▶ **What to work on**:
Write out every one of the lines below as a JSON list of strings, with one string per line. Leave out any blank lines.

+++ Data for processing

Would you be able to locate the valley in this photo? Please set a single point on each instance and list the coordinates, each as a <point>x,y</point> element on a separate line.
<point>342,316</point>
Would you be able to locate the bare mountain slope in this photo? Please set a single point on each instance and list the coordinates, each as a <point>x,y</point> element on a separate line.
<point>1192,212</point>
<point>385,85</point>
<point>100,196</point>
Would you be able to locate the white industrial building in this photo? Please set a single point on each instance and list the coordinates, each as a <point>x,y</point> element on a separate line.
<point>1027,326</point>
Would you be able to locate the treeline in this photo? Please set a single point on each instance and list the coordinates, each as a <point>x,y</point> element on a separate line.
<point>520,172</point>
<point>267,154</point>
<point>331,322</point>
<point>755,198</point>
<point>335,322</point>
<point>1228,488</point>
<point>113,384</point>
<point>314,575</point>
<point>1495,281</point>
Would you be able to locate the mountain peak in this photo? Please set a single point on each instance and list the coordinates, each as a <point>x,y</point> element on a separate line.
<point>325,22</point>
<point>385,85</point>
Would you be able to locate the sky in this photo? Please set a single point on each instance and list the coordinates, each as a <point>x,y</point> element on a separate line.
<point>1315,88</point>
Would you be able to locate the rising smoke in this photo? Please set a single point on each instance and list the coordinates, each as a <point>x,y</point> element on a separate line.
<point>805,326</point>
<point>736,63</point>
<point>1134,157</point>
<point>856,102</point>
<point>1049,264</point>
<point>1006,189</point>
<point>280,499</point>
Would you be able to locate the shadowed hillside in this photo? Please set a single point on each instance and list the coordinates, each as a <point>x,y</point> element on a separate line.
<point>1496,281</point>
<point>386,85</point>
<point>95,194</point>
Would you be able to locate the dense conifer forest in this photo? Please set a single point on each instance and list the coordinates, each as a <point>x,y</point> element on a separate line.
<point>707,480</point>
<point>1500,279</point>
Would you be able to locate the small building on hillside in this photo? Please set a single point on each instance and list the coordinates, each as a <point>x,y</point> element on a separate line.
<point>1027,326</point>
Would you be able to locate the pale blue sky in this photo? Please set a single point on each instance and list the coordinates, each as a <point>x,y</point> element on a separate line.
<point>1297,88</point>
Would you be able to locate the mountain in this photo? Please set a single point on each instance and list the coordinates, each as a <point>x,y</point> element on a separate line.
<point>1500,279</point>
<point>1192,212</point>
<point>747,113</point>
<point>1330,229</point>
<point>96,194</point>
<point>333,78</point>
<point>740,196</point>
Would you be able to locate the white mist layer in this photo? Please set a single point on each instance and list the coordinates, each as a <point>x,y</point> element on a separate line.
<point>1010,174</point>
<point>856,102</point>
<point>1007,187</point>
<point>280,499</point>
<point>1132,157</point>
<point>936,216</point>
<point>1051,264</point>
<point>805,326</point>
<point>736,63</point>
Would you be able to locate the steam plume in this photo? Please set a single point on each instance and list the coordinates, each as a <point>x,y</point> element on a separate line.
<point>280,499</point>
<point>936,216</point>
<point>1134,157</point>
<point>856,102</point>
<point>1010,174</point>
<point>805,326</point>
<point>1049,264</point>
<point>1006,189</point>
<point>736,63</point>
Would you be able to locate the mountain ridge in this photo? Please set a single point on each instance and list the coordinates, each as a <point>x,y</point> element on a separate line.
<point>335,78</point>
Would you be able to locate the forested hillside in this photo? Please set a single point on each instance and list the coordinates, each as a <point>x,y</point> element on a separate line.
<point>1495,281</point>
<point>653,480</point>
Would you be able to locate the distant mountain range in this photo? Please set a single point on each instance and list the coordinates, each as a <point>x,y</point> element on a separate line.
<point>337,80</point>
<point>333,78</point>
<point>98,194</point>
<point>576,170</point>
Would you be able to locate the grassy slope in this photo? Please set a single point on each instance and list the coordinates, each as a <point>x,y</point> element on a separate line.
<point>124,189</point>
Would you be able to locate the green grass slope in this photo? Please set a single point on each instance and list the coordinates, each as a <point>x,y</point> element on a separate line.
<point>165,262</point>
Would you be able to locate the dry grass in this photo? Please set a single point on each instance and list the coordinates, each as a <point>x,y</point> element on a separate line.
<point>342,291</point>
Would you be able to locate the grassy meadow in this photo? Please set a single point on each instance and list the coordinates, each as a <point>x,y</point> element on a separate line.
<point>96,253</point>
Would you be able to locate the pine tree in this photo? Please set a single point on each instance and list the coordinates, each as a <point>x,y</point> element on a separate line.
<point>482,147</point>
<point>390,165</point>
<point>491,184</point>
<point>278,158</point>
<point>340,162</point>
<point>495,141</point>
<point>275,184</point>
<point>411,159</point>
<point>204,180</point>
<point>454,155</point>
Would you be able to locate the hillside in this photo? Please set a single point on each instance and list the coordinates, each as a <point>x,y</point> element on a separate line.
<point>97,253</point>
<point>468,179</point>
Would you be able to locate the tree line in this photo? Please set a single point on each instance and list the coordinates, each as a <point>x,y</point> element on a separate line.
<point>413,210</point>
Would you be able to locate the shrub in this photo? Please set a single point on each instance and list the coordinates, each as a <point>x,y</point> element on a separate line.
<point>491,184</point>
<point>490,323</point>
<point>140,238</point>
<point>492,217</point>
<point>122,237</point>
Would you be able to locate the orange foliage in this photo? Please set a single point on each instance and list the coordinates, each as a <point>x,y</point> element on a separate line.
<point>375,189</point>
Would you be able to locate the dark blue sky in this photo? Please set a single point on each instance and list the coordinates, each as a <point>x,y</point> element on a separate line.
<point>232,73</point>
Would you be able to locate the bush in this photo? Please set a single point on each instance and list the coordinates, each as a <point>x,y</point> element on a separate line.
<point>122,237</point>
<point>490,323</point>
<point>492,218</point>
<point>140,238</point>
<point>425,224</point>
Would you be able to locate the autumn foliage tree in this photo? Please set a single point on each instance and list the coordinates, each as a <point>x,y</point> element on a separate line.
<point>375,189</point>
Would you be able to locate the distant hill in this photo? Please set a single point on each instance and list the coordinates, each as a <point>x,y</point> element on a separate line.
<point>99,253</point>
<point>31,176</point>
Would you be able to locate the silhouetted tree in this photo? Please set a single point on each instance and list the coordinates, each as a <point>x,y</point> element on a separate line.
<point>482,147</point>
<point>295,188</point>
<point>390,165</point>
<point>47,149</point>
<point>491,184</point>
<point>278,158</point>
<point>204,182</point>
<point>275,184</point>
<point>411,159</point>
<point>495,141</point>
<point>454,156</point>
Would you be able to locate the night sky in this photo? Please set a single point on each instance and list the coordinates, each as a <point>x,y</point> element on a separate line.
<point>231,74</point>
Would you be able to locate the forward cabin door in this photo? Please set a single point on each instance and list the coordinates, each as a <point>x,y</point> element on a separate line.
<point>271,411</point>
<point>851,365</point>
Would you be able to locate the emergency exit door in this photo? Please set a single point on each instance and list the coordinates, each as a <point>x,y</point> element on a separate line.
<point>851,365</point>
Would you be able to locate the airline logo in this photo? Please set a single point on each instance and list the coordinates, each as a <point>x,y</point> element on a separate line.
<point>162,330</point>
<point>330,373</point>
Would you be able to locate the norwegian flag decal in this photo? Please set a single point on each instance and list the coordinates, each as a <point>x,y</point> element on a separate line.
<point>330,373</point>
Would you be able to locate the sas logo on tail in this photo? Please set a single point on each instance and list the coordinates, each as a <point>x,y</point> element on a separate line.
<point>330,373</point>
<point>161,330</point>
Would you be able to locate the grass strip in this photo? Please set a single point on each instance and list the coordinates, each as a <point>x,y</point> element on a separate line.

++++++

▶ **Full response**:
[
  "Would you be able to locate the valley in this photo? Please set a single point on each instance and list the coordinates, each as a <point>x,y</point> element on a separate line.",
  "<point>342,316</point>",
  "Would you be able to locate the bare mountain slope in this photo? Please set a single point on each instance and list the coordinates, each as a <point>x,y</point> element on a separate line.",
  "<point>1192,212</point>",
  "<point>385,85</point>",
  "<point>100,196</point>",
  "Would you be able to locate the white industrial building in this photo? Please set a single point on each instance and list the coordinates, each as a <point>x,y</point> element on a separate line.",
  "<point>1027,326</point>",
  "Would you be able to locate the treeline in this photo? Please set a single point on each instance and list the coordinates, each as a <point>x,y</point> element on a separate line.",
  "<point>520,172</point>",
  "<point>267,154</point>",
  "<point>331,322</point>",
  "<point>755,198</point>",
  "<point>335,322</point>",
  "<point>1228,488</point>",
  "<point>113,384</point>",
  "<point>314,575</point>",
  "<point>1495,281</point>",
  "Would you be able to locate the mountain peak in this photo? Please set a single point on each instance and list the coordinates, each as a <point>x,y</point> element on a separate line.",
  "<point>325,22</point>",
  "<point>385,85</point>",
  "Would you be able to locate the sky in this photo? Please set a single point on each instance and list the coordinates, each as a <point>x,y</point> element on a separate line.",
  "<point>1315,88</point>",
  "Would you be able to locate the rising smoke in this photo? Please set a single point on each instance and list the coordinates, each as a <point>x,y</point> element on a separate line.",
  "<point>805,326</point>",
  "<point>736,63</point>",
  "<point>1134,157</point>",
  "<point>856,102</point>",
  "<point>1049,264</point>",
  "<point>1006,189</point>",
  "<point>280,499</point>",
  "Would you be able to locate the shadowed hillside in this photo? Please set a single point on each instance and list the coordinates, each as a <point>x,y</point> element on a separate line.",
  "<point>1496,281</point>",
  "<point>386,85</point>",
  "<point>95,194</point>",
  "Would you be able to locate the dense conifer forest in this photo? Please set a single point on each instance and list the coordinates, each as a <point>x,y</point> element on a separate line.",
  "<point>707,480</point>",
  "<point>1500,279</point>",
  "Would you be able to locate the small building on hillside in this photo? Please set a single point on each instance and list the coordinates, each as a <point>x,y</point> element on a separate line.",
  "<point>1027,326</point>",
  "Would you be able to locate the pale blue sky in this photo? Please set a single point on each instance and list the coordinates, each as a <point>x,y</point> element on a separate line.",
  "<point>1297,88</point>",
  "Would you be able to locate the mountain in this photo? Please set a single point on each instance and list the coordinates, each as a <point>x,y</point> element on a separate line.",
  "<point>1500,279</point>",
  "<point>1192,212</point>",
  "<point>747,113</point>",
  "<point>1330,229</point>",
  "<point>96,194</point>",
  "<point>333,78</point>",
  "<point>740,196</point>",
  "Would you be able to locate the white mist layer in this photo? Please set a single point on each instance and list the coordinates, each as a <point>x,y</point> element on a separate line.",
  "<point>1010,174</point>",
  "<point>856,102</point>",
  "<point>1007,187</point>",
  "<point>280,499</point>",
  "<point>1132,157</point>",
  "<point>936,216</point>",
  "<point>1051,264</point>",
  "<point>805,326</point>",
  "<point>736,63</point>",
  "Would you be able to locate the steam plume in this photo? Please set a single point on each instance and list the coordinates, each as a <point>x,y</point> element on a separate line.",
  "<point>280,499</point>",
  "<point>936,216</point>",
  "<point>1134,157</point>",
  "<point>856,102</point>",
  "<point>1010,174</point>",
  "<point>805,326</point>",
  "<point>1049,264</point>",
  "<point>1006,189</point>",
  "<point>736,63</point>",
  "Would you be able to locate the mountain ridge in this photo? Please set a single point on each instance and list the coordinates, each as a <point>x,y</point> element on a separate line.",
  "<point>335,78</point>",
  "Would you be able to locate the forested hillside in this photo? Please set a single point on each instance and list the coordinates, each as a <point>x,y</point> element on a separate line.",
  "<point>1495,281</point>",
  "<point>653,480</point>",
  "Would you be able to locate the distant mountain range in this photo? Please set a single point on each instance and list the coordinates, each as a <point>x,y</point> element on a separate line.",
  "<point>337,80</point>",
  "<point>333,78</point>",
  "<point>98,194</point>",
  "<point>576,170</point>",
  "Would you be able to locate the grassy slope in this photo? Please set a single point on each instance and list the coordinates, each as a <point>x,y</point> element on a separate line.",
  "<point>124,189</point>",
  "Would you be able to locate the green grass slope in this photo? Please set a single point on each instance and list the coordinates, each as a <point>x,y</point> element on a separate line.",
  "<point>165,262</point>",
  "Would you be able to locate the dry grass in this photo? Please set a single point on each instance and list the coordinates, each as a <point>x,y</point> element on a separate line.",
  "<point>342,291</point>",
  "Would you be able to locate the grassy meadow in this photo? Please set a single point on each instance and list the coordinates, each as a <point>x,y</point> element on a separate line.",
  "<point>96,253</point>",
  "Would you be able to locate the pine tree in this photo? Please set a single point on each instance and list the coordinates, each as a <point>x,y</point> element on a separate line.",
  "<point>482,147</point>",
  "<point>390,165</point>",
  "<point>491,184</point>",
  "<point>278,158</point>",
  "<point>340,162</point>",
  "<point>495,141</point>",
  "<point>275,184</point>",
  "<point>411,159</point>",
  "<point>204,180</point>",
  "<point>454,155</point>",
  "Would you be able to locate the hillside in this photo? Please set a single point on each instance and list the coordinates, each as a <point>x,y</point> element on a separate line.",
  "<point>97,253</point>",
  "<point>468,179</point>",
  "Would you be able to locate the tree line in this photo? Please set a single point on each instance and list the coordinates, each as a <point>x,y</point> element on a separate line.",
  "<point>413,210</point>",
  "Would you be able to locate the shrub in this photo? Please set a single point on each instance and list the coordinates, each as a <point>x,y</point> element on a separate line.",
  "<point>491,184</point>",
  "<point>490,323</point>",
  "<point>140,238</point>",
  "<point>492,217</point>",
  "<point>122,237</point>",
  "Would you be able to locate the orange foliage in this photo? Please set a single point on each instance and list the coordinates, each as a <point>x,y</point> element on a separate line.",
  "<point>375,189</point>",
  "Would you be able to locate the dark blue sky in this photo? Please set a single point on each instance and list the coordinates, each as a <point>x,y</point> element on a separate line.",
  "<point>232,73</point>",
  "Would you be able to locate the bush in this photo? Please set a single point on each instance and list the coordinates, each as a <point>x,y</point> element on a separate line.",
  "<point>122,237</point>",
  "<point>490,323</point>",
  "<point>492,218</point>",
  "<point>140,238</point>",
  "<point>425,224</point>",
  "Would you be able to locate the autumn foliage tree in this photo? Please set a single point on each instance and list the coordinates, each as a <point>x,y</point> element on a separate line.",
  "<point>375,189</point>",
  "Would you be able to locate the distant hill in this photo? Please set a single point on each instance and list the coordinates, each as a <point>x,y</point> element on a separate line.",
  "<point>99,253</point>",
  "<point>31,176</point>",
  "Would you be able to locate the silhouetted tree in this photo? Please set a single point on each instance and list the coordinates, each as a <point>x,y</point> element on a separate line.",
  "<point>482,147</point>",
  "<point>295,188</point>",
  "<point>390,165</point>",
  "<point>47,149</point>",
  "<point>491,184</point>",
  "<point>278,158</point>",
  "<point>204,182</point>",
  "<point>275,184</point>",
  "<point>411,159</point>",
  "<point>495,141</point>",
  "<point>454,156</point>",
  "Would you be able to locate the night sky in this photo? Please set a single point on each instance and list the coordinates, each as a <point>x,y</point> element on a separate line.",
  "<point>231,74</point>",
  "Would you be able to locate the forward cabin door in this photo? Please set a single point on each instance and list the coordinates, each as a <point>x,y</point> element on a separate line.",
  "<point>271,411</point>",
  "<point>851,365</point>",
  "Would you be able to locate the emergency exit door in this photo? Please set a single point on each instance and list the coordinates, each as a <point>x,y</point> element on a separate line.",
  "<point>851,365</point>",
  "Would you be able to locate the airline logo in this photo? Please set a single point on each instance and list the coordinates, each as a <point>x,y</point> element on a separate line.",
  "<point>162,330</point>",
  "<point>330,373</point>",
  "Would you be able to locate the norwegian flag decal in this photo? Please set a single point on each instance and list the coordinates, each as a <point>x,y</point> element on a separate line.",
  "<point>330,373</point>",
  "Would you be able to locate the sas logo on tail in this photo? Please set a single point on each instance and list the coordinates, each as a <point>x,y</point> element on a separate line.",
  "<point>330,373</point>",
  "<point>161,330</point>",
  "Would you be able to locate the grass strip in this photo? Please set a single point on each instance and list the coordinates, each as a <point>x,y</point> element on a separate line."
]